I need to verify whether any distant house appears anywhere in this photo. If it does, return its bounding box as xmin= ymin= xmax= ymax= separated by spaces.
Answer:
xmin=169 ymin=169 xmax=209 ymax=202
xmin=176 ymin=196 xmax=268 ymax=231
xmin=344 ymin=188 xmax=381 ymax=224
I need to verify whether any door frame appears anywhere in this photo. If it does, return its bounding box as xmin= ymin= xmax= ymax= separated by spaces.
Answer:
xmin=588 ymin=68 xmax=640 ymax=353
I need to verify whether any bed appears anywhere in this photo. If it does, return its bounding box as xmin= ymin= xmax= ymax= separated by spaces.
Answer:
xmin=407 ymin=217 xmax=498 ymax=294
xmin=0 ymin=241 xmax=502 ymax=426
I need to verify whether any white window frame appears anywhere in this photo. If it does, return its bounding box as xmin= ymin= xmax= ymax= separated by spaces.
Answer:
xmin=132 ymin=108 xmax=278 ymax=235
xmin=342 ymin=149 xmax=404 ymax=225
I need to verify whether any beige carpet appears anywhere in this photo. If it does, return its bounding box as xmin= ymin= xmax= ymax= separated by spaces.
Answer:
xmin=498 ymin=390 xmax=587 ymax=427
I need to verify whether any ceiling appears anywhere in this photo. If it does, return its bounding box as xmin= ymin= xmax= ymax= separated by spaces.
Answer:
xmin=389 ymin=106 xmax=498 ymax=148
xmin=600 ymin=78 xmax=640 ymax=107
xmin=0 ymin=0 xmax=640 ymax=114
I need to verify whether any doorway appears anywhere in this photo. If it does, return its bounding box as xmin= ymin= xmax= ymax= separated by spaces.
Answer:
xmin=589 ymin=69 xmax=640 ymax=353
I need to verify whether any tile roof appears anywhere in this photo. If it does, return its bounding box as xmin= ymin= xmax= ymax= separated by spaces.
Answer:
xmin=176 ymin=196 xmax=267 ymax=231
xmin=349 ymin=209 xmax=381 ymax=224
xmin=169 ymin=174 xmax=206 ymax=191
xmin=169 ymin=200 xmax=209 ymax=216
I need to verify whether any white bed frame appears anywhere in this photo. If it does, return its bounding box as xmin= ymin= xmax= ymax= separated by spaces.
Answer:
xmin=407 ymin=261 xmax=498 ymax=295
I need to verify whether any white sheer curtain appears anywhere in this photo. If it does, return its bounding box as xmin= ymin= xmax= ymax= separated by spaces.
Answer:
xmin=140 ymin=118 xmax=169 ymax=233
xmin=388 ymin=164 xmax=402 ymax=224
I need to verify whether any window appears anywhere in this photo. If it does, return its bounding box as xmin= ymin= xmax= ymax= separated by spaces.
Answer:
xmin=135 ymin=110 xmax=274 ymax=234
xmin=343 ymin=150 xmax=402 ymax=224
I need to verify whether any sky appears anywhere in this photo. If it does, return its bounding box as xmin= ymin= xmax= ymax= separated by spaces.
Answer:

• • • • • • •

- _Exercise instructions_:
Copy the lines exactly, starting at the line that contains "I need to verify whether any ceiling" and stopping after the last line above, both ends included.

- _Exercise response_:
I need to verify whether any ceiling appears anywhere in this photo. If it does, return its bounding box as xmin= ymin= xmax= ymax= separated by spaces.
Answer:
xmin=389 ymin=106 xmax=498 ymax=148
xmin=600 ymin=78 xmax=640 ymax=107
xmin=0 ymin=0 xmax=640 ymax=114
I need to verify whether any doorway appears anywhere in this photo. If it does, return its bounding box as xmin= ymin= xmax= ymax= separated by spaces.
Answer:
xmin=589 ymin=69 xmax=640 ymax=353
I need to verify whether any tile roof appears anywhere in this photo. If it does, return its bounding box as xmin= ymin= xmax= ymax= separated by spaces.
Answer:
xmin=176 ymin=196 xmax=267 ymax=231
xmin=349 ymin=209 xmax=381 ymax=224
xmin=169 ymin=174 xmax=206 ymax=191
xmin=169 ymin=200 xmax=209 ymax=216
I need to verify whether any white bed frame appears anywhere in this photo. If it does, return its bounding box as xmin= ymin= xmax= ymax= separated by spaces.
Answer:
xmin=407 ymin=261 xmax=498 ymax=295
I need to verify whether any white sheer curtain appears anywhere in this photo. If it does, return its bounding box as xmin= ymin= xmax= ymax= separated by spaces.
Answer:
xmin=140 ymin=118 xmax=169 ymax=233
xmin=388 ymin=164 xmax=402 ymax=224
I need to verify whether any window appears anywhere in this photo. If it does, return its bounding box as xmin= ymin= xmax= ymax= separated by spaces.
Answer:
xmin=135 ymin=110 xmax=274 ymax=234
xmin=343 ymin=150 xmax=402 ymax=224
I need to verify whether any sky appears anywhere in this photo. If it does, return its bounding box as xmin= ymin= xmax= ymax= separated by spaces.
Answer:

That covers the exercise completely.